[Saved data entries]
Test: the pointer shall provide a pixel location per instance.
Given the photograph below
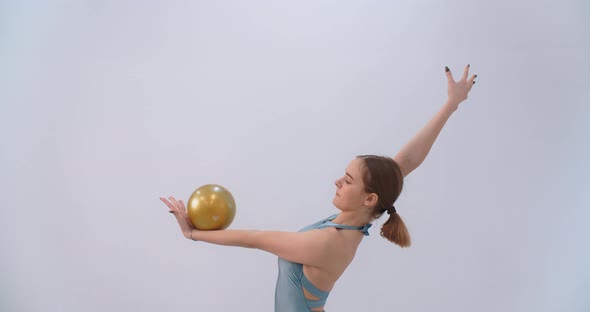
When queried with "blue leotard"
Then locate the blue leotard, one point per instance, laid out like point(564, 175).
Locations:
point(289, 295)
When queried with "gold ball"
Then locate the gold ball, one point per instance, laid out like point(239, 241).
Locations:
point(211, 207)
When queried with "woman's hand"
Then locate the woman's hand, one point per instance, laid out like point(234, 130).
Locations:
point(179, 211)
point(458, 90)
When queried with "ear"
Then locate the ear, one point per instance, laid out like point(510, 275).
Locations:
point(371, 200)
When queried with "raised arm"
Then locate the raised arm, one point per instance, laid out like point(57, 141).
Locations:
point(416, 150)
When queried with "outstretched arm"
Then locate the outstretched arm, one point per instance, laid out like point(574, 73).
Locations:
point(415, 151)
point(312, 247)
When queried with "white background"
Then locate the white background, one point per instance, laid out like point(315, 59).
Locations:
point(107, 105)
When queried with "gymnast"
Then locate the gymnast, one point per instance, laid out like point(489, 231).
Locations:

== Task statement ==
Go back to the records above and write them out exactly, without the pictures.

== Complete answer ==
Test: the pointer shall provide a pixel location per instance.
Given the photograph below
When queried with "blue leotard"
Then locate the blue leotard, one point per instance, laid out like point(564, 175).
Locations:
point(289, 295)
When queried with "gold ball"
Then locate the gold ball, one point per instance, laid out like point(239, 241).
Locations:
point(211, 207)
When queried with "woman's hand"
Then locate the woman's hand, one point per instance, laid out like point(234, 130).
Locations:
point(179, 211)
point(458, 90)
When queried with "ear"
Then locate the ear, one point per instance, laid out like point(510, 275).
Locations:
point(371, 200)
When queried with "raised arm"
Then locate the raised arm, one point per instance, laid out like point(57, 141).
Locations:
point(416, 150)
When queried with "outstretched arm"
Then locate the outstretched arm, one point per instance, laid out like point(574, 73).
Locations:
point(415, 151)
point(312, 247)
When queried with "white background"
Then locate the white background, one point per instance, laid out like point(315, 59).
Locations:
point(107, 105)
When queried with "gymnast"
Then locate the gymnast, one point per instance, laid out like point(489, 231).
Locations:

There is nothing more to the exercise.